SET EXERCISE:
Lay out every line of the rows below as a numbered list, leaving out any blank lines.

GIVEN RECORDS:
◇ ◇ ◇ ◇ ◇

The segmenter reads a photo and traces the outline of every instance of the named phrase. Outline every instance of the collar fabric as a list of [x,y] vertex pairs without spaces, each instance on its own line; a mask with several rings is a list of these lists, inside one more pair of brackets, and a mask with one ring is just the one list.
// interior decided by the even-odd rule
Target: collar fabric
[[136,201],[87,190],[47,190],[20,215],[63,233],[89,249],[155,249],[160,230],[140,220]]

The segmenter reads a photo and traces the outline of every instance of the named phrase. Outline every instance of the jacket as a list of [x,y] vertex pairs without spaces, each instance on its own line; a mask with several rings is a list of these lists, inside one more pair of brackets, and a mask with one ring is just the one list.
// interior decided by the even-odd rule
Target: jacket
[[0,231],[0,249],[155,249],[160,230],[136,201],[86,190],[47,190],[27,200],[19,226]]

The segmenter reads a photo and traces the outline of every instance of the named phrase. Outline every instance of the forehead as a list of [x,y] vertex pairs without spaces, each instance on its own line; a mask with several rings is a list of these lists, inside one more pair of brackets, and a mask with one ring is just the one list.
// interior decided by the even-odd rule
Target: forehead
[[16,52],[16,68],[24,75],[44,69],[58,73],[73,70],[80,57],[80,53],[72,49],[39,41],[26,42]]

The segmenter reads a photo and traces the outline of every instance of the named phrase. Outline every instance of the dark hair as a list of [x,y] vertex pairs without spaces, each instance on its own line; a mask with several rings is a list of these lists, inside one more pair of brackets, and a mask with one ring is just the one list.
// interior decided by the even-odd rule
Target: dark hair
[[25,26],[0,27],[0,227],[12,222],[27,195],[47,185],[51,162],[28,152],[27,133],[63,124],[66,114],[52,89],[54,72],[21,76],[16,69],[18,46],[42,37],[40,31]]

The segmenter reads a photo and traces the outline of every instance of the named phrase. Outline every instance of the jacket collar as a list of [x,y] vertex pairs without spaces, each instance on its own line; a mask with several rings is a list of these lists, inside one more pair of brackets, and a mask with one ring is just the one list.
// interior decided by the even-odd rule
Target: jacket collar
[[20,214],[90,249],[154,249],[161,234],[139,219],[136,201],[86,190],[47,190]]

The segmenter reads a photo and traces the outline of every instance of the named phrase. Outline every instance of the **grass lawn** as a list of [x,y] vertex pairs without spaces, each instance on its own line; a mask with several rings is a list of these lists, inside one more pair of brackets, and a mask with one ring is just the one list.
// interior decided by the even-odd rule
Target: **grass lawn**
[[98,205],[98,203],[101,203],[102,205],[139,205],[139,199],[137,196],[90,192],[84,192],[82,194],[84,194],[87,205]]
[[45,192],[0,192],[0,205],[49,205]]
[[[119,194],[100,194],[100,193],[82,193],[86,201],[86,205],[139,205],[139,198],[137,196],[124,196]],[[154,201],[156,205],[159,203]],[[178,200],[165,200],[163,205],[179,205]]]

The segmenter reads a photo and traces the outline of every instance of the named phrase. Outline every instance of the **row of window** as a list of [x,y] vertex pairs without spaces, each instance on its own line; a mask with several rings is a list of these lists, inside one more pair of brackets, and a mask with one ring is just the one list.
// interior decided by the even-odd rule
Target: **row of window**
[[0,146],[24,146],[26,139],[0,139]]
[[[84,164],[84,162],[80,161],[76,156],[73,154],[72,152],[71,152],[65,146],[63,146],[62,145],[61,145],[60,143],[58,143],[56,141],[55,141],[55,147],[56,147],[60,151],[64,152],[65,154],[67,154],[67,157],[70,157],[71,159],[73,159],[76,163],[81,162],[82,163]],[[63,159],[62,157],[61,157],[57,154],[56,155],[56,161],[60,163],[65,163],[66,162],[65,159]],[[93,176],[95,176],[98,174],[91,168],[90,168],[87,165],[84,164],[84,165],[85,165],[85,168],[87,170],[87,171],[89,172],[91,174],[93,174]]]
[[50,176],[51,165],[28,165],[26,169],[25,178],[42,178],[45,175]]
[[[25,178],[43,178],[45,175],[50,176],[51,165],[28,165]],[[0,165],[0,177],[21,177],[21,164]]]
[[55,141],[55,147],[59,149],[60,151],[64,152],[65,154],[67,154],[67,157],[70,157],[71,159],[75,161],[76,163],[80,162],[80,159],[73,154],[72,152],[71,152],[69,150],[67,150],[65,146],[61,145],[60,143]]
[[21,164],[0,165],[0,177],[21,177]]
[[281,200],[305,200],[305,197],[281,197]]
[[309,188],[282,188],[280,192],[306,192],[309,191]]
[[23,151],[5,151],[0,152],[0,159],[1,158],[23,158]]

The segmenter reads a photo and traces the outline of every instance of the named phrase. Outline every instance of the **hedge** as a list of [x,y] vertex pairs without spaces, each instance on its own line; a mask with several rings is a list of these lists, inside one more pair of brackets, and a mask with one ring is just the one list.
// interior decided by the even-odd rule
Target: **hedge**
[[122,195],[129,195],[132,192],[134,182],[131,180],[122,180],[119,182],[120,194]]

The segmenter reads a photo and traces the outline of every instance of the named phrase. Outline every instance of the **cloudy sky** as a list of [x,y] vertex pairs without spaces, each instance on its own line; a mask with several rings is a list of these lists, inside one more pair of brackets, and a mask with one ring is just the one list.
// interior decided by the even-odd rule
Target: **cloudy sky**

◇ ◇ ◇ ◇ ◇

FULL ANSWER:
1. The segmenter reads a photo and traces the outline of every instance of the named phrase. Outline every instance of the collar fabric as a list of [x,y] vertex pairs without spaces, each instance on its own line; a mask with several rings is a list of these lists, inside one more pair of brackets, and a mask with one ring is just the one list.
2. // interior decided by the even-odd rule
3. Target: collar fabric
4. [[136,201],[87,190],[47,190],[20,215],[63,233],[89,249],[155,249],[160,230],[140,220]]
5. The segmenter reads a photo and traces the outline of every instance of the named phrase. Outline every instance of the jacket as a list of [x,y] vertex pairs without spaces, each instance on its own line; a mask with several rings is a list of these lists, inside one more pair of brackets, and a mask with one ring is just the one list.
6. // interior decided by the even-odd rule
7. Target: jacket
8. [[0,231],[0,249],[155,249],[160,230],[136,201],[86,190],[47,190],[27,200],[19,226]]
9. The segmenter reads a photo and traces the outline of every instance of the named phrase. Outline every instance of the forehead as a list of [x,y] vertex pairs without spaces, each instance on its own line; a mask with several rings is a list of these lists, inside one more pair of brackets, and a mask with one ring is just the one list.
10. // interior decided by the even-odd rule
11. Target: forehead
12. [[16,52],[16,68],[24,75],[44,69],[58,73],[73,70],[80,57],[80,53],[72,49],[39,41],[26,42]]
13. The segmenter reads a photo and traces the outline of every instance of the named phrase. Outline every instance of the dark hair as a list of [x,y] vertex pairs without spaces, each instance on its own line; a mask with several rings is a list of these lists, inside one more pair of brackets, and a mask with one ring is just the one list.
14. // interior decided by the even-odd rule
15. Target: dark hair
16. [[25,26],[0,27],[0,227],[12,222],[27,195],[47,185],[51,162],[28,152],[27,133],[63,124],[66,114],[52,89],[54,72],[21,76],[16,69],[18,46],[42,37],[40,31]]
17. The segmenter reads a photo and traces the outline of every instance of the named phrase. Outline every instance of the jacket collar as a list of [x,y] vertex pairs without spaces, each instance on its own line; a mask with several rings is a list of these lists, inside one more pair of brackets, and a mask with one ring is just the one list.
18. // interior decided by the even-odd rule
19. Target: jacket collar
20. [[20,214],[90,249],[154,249],[161,234],[139,219],[136,201],[86,190],[47,190]]
21. The segmenter reads a photo and traces the outline of every instance of the named phrase. Outline every instance of the **grass lawn** as a list of [x,y] vertex pairs without spaces, each instance on its own line; a mask with several rings is a list of these lists, inside one more pair of brackets, and a mask with one ring is just the one list.
22. // interior decided by the even-odd rule
23. Target: **grass lawn**
24. [[98,205],[98,203],[101,203],[102,205],[139,205],[139,199],[137,196],[90,192],[84,192],[82,194],[84,194],[87,205]]
25. [[45,192],[0,192],[0,205],[49,205]]
26. [[[119,194],[100,194],[100,193],[82,193],[86,201],[86,205],[139,205],[139,198],[137,196],[124,196]],[[154,201],[156,205],[159,203]],[[178,200],[165,200],[163,205],[179,205]]]
27. The segmenter reads a photo and traces the outline of every instance of the named phrase. Outline every instance of the **row of window** as a list of [x,y] vertex pairs without spaces, each instance on its own line; a mask with several rings is a list of these lists, inside one more pair of brackets, and a mask with one ring is just the one list.
28. // interior decided by the even-odd rule
29. Target: **row of window**
30. [[0,146],[24,146],[26,139],[0,139]]
31. [[[84,164],[84,162],[80,161],[76,156],[73,154],[72,152],[71,152],[65,146],[63,146],[62,145],[61,145],[60,143],[58,143],[56,141],[55,141],[55,147],[56,147],[60,151],[64,152],[65,154],[67,154],[67,157],[70,157],[71,159],[73,159],[76,163],[81,162],[82,163]],[[63,159],[62,157],[61,157],[57,154],[56,155],[56,161],[60,163],[65,163],[66,162],[65,159]],[[93,176],[95,176],[98,174],[91,168],[90,168],[87,165],[84,164],[84,165],[85,165],[85,168],[87,170],[87,171],[89,172],[91,174],[93,174]]]
32. [[50,176],[51,165],[28,165],[26,169],[25,178],[42,178],[45,175]]
33. [[[25,178],[43,178],[45,175],[50,176],[51,165],[28,165]],[[0,165],[0,177],[21,177],[21,164]]]
34. [[55,141],[55,147],[59,149],[60,151],[64,152],[65,154],[67,154],[67,157],[70,157],[71,159],[75,161],[76,163],[80,162],[80,159],[73,154],[72,152],[71,152],[69,150],[67,150],[65,146],[61,145],[60,143]]
35. [[21,164],[0,165],[0,177],[21,177]]
36. [[281,200],[305,200],[305,197],[281,197]]
37. [[309,188],[282,188],[280,192],[306,192],[309,191]]
38. [[23,151],[5,151],[0,152],[0,159],[1,158],[23,158]]
39. The segmenter reads a photo and traces the outline of every instance of the named phrase. Outline every instance of the **hedge** as a list of [x,y] vertex pairs without spaces, each instance on its own line; a mask with several rings is a list of these lists, inside one more pair of brackets, and a mask with one ring is just the one list.
40. // interior decided by the even-odd rule
41. Target: **hedge**
42. [[122,195],[129,195],[132,192],[134,182],[131,180],[122,180],[119,182],[120,194]]
43. The segmenter reads a photo and traces the outline of every instance of the named phrase. Outline every instance of the **cloudy sky** as a list of [x,y] vertex pairs without spaces, each instance on its own line; a mask with several rings is a list of these lists, inside one more pair of brackets, and a mask with one ring is just the one list.
44. // interior decided by the even-odd rule
45. Target: **cloudy sky**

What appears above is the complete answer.